● Task instructions
Please output exactly the run of lines that starts at the line with "Where can the shoreline" and ends at the last line of the records below.

### Input data ###

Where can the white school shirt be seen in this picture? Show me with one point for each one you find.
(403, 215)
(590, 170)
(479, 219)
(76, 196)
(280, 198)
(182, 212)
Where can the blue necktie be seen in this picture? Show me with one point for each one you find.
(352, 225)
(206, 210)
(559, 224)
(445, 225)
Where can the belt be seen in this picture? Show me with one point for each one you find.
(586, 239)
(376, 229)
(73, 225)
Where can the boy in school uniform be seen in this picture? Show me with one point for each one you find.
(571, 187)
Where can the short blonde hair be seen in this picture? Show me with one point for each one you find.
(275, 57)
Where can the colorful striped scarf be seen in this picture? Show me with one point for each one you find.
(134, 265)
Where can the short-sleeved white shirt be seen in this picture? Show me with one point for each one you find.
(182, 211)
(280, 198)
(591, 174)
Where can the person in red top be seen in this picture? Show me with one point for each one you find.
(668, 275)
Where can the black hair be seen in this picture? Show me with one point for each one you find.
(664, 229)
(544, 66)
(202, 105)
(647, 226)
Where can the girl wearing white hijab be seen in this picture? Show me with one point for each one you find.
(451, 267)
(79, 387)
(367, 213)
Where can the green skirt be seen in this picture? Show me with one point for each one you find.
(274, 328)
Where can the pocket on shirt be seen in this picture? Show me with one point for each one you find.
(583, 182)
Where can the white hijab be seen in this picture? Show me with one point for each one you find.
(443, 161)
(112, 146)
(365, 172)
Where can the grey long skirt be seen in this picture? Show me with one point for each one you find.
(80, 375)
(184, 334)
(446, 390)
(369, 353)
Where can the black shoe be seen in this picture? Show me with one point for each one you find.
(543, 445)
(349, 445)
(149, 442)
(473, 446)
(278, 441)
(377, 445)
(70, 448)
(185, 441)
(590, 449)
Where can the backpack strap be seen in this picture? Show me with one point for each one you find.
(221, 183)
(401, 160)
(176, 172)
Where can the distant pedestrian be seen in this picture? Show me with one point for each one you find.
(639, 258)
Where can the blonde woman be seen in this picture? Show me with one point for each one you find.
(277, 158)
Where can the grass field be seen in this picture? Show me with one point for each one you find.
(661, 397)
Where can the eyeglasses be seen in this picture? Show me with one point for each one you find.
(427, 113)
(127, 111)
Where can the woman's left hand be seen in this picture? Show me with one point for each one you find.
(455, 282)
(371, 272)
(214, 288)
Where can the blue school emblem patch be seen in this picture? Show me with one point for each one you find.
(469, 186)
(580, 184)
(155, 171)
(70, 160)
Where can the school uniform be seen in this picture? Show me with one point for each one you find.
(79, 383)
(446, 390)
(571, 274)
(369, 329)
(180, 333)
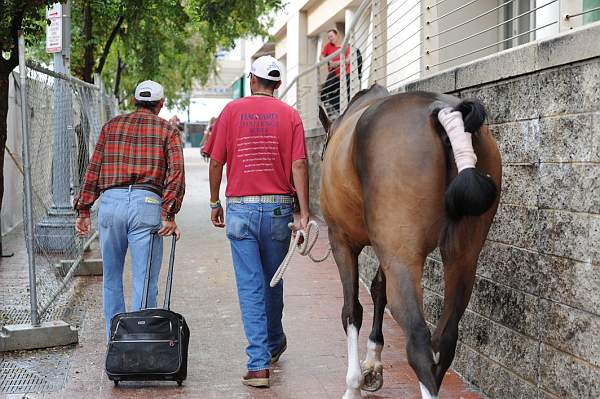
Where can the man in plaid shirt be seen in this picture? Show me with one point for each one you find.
(137, 166)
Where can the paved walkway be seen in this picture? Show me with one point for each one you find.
(314, 365)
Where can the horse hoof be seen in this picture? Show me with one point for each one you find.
(373, 379)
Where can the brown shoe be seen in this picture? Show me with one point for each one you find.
(258, 378)
(275, 356)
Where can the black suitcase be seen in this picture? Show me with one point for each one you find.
(150, 344)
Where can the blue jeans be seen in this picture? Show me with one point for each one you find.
(126, 218)
(259, 237)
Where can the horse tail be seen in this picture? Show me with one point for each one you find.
(471, 192)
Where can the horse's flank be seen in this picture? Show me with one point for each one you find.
(384, 177)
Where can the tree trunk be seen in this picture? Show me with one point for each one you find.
(120, 67)
(4, 81)
(108, 44)
(88, 54)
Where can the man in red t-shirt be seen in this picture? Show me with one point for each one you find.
(261, 139)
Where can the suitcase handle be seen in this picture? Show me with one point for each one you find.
(167, 303)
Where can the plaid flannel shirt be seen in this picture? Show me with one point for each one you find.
(136, 148)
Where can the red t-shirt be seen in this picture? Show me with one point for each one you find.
(258, 137)
(331, 48)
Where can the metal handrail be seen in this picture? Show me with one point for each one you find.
(359, 13)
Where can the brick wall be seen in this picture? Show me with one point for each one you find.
(532, 329)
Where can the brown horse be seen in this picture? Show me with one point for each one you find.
(389, 180)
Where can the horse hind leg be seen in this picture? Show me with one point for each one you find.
(346, 258)
(372, 366)
(405, 298)
(459, 277)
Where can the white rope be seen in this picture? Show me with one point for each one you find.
(303, 243)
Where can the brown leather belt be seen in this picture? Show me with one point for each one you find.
(147, 187)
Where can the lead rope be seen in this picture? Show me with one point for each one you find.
(309, 240)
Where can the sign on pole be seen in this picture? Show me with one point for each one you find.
(54, 30)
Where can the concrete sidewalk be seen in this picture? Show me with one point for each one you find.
(314, 365)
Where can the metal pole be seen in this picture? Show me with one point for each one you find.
(27, 183)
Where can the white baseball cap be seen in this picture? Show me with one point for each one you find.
(264, 65)
(149, 90)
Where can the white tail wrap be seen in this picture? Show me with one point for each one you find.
(309, 239)
(462, 145)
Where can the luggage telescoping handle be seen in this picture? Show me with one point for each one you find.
(167, 303)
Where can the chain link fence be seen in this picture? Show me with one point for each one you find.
(64, 117)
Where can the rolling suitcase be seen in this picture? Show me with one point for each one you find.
(150, 344)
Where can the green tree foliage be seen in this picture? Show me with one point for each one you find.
(171, 41)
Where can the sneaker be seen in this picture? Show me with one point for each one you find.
(275, 356)
(259, 379)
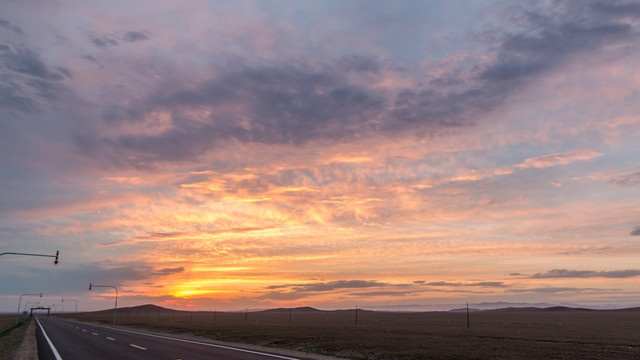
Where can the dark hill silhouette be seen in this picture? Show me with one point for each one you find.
(305, 309)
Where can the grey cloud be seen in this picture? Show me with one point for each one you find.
(102, 41)
(13, 97)
(25, 61)
(618, 8)
(133, 36)
(45, 89)
(562, 273)
(295, 104)
(7, 25)
(627, 180)
(360, 63)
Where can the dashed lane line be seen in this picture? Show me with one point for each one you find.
(53, 348)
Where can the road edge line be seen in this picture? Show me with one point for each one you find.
(203, 343)
(53, 348)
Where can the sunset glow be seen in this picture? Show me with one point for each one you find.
(260, 154)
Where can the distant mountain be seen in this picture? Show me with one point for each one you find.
(305, 309)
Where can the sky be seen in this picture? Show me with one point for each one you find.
(228, 155)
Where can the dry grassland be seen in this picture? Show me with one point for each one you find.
(11, 336)
(498, 334)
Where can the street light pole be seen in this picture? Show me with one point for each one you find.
(115, 308)
(20, 300)
(75, 316)
(55, 262)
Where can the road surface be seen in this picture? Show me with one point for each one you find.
(68, 340)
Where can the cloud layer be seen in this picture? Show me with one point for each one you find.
(271, 154)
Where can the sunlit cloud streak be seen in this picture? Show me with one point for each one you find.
(561, 273)
(276, 153)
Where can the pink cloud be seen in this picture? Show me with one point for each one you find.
(559, 159)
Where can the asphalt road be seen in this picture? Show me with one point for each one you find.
(77, 340)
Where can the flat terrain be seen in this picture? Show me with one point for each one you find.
(11, 335)
(554, 333)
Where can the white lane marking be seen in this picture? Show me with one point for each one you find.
(206, 344)
(201, 343)
(53, 348)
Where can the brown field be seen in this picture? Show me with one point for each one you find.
(554, 333)
(10, 335)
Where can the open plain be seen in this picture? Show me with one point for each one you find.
(528, 333)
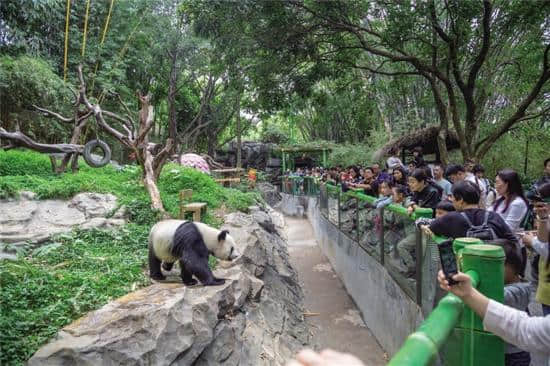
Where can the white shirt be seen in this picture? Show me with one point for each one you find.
(515, 213)
(531, 334)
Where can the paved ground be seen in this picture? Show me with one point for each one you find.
(338, 324)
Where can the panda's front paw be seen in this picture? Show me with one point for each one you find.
(190, 282)
(215, 282)
(158, 277)
(167, 266)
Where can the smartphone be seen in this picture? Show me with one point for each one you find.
(448, 260)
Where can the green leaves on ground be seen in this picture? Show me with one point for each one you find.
(60, 282)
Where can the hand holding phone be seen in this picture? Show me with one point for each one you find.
(448, 260)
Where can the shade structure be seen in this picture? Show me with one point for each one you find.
(195, 161)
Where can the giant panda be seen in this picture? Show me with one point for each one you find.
(190, 243)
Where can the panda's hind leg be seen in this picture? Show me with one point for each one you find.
(167, 266)
(186, 275)
(198, 266)
(154, 266)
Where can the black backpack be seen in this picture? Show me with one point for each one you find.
(483, 231)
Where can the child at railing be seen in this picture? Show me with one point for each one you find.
(385, 197)
(407, 246)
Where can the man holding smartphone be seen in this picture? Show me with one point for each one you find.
(540, 244)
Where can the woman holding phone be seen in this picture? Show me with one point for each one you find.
(541, 245)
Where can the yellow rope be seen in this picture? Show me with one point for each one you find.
(85, 27)
(67, 15)
(107, 22)
(103, 40)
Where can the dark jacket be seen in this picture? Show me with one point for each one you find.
(429, 197)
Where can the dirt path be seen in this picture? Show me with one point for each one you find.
(338, 324)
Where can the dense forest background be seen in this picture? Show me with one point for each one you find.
(357, 73)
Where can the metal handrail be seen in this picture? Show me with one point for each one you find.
(450, 316)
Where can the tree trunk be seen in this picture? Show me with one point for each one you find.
(239, 147)
(150, 183)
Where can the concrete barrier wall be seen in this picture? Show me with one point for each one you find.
(388, 312)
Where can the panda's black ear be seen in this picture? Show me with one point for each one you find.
(222, 235)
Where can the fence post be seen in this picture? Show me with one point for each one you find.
(339, 220)
(382, 253)
(419, 256)
(469, 344)
(357, 226)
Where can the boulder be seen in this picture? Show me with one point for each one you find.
(29, 220)
(255, 318)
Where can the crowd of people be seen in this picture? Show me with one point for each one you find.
(467, 204)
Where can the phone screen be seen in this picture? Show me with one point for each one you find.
(448, 260)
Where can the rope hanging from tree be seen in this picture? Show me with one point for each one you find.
(85, 28)
(67, 15)
(105, 27)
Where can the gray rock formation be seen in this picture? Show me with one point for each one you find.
(255, 318)
(26, 220)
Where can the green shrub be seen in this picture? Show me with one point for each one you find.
(23, 162)
(62, 281)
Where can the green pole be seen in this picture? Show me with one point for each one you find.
(469, 344)
(460, 332)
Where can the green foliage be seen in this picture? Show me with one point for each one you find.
(21, 162)
(176, 178)
(274, 133)
(48, 287)
(345, 155)
(26, 80)
(62, 281)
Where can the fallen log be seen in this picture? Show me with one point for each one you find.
(21, 140)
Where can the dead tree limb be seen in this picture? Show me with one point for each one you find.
(21, 140)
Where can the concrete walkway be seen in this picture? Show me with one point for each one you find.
(334, 318)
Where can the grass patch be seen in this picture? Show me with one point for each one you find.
(48, 288)
(59, 282)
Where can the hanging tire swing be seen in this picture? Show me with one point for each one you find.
(92, 160)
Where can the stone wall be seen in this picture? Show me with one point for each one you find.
(255, 318)
(388, 312)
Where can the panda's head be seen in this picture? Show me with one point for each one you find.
(225, 249)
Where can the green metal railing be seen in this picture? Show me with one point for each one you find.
(455, 328)
(451, 330)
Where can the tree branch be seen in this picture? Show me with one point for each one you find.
(49, 113)
(20, 139)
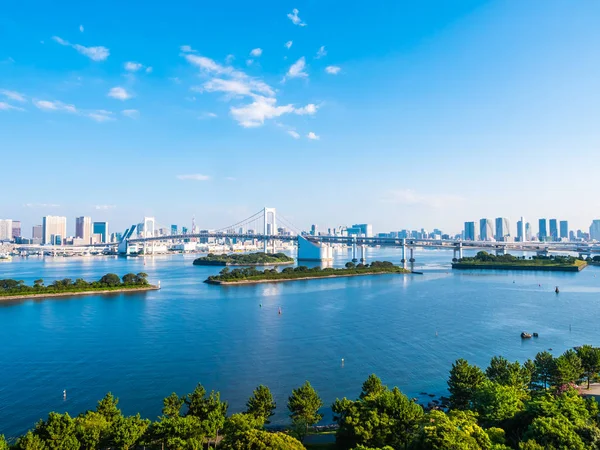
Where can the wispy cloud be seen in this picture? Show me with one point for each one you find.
(297, 70)
(8, 107)
(119, 93)
(194, 177)
(12, 95)
(94, 53)
(321, 52)
(411, 197)
(131, 113)
(293, 16)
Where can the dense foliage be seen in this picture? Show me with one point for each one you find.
(242, 259)
(109, 281)
(532, 406)
(290, 273)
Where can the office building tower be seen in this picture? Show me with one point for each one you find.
(101, 228)
(54, 229)
(564, 229)
(553, 230)
(486, 230)
(16, 229)
(5, 229)
(543, 230)
(502, 229)
(595, 230)
(83, 229)
(470, 231)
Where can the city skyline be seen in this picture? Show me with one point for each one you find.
(403, 115)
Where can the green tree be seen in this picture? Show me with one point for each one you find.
(304, 405)
(263, 440)
(463, 383)
(261, 404)
(172, 405)
(590, 361)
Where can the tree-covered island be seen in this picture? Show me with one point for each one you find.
(109, 283)
(485, 260)
(244, 259)
(250, 275)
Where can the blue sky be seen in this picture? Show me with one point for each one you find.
(401, 114)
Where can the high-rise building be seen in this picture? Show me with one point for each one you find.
(101, 228)
(5, 229)
(564, 229)
(521, 230)
(502, 229)
(470, 231)
(543, 230)
(16, 229)
(486, 230)
(595, 230)
(54, 229)
(553, 230)
(83, 229)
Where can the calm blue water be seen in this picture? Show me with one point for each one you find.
(144, 346)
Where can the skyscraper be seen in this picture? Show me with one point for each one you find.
(101, 228)
(543, 230)
(554, 230)
(564, 229)
(470, 231)
(486, 230)
(595, 230)
(54, 229)
(502, 229)
(83, 229)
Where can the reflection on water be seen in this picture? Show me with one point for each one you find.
(407, 329)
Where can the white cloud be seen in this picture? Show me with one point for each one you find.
(132, 66)
(131, 113)
(7, 107)
(195, 177)
(46, 105)
(411, 197)
(13, 95)
(293, 16)
(119, 93)
(321, 52)
(309, 110)
(296, 70)
(94, 53)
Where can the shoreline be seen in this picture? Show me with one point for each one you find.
(281, 280)
(75, 294)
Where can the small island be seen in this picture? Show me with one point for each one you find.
(252, 276)
(109, 283)
(244, 259)
(486, 261)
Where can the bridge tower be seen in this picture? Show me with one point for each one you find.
(270, 223)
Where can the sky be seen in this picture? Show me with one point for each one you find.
(396, 113)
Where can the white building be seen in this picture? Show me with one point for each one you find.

###

● Result of this task
Where can the shoreline be seen in this picture? Show me with one point for each one you find.
(281, 280)
(75, 294)
Where can the small island be seen in this picture? Show me with one point for each one you find.
(252, 276)
(109, 283)
(244, 259)
(486, 261)
Where can the bridge tower be seen in this picture? Show me with one point for each one you find.
(270, 223)
Where can the sky be seen in this picture? Show me with one point for each one you find.
(396, 113)
Where can the white building be seen in this picture? Show me with one point for each one you find.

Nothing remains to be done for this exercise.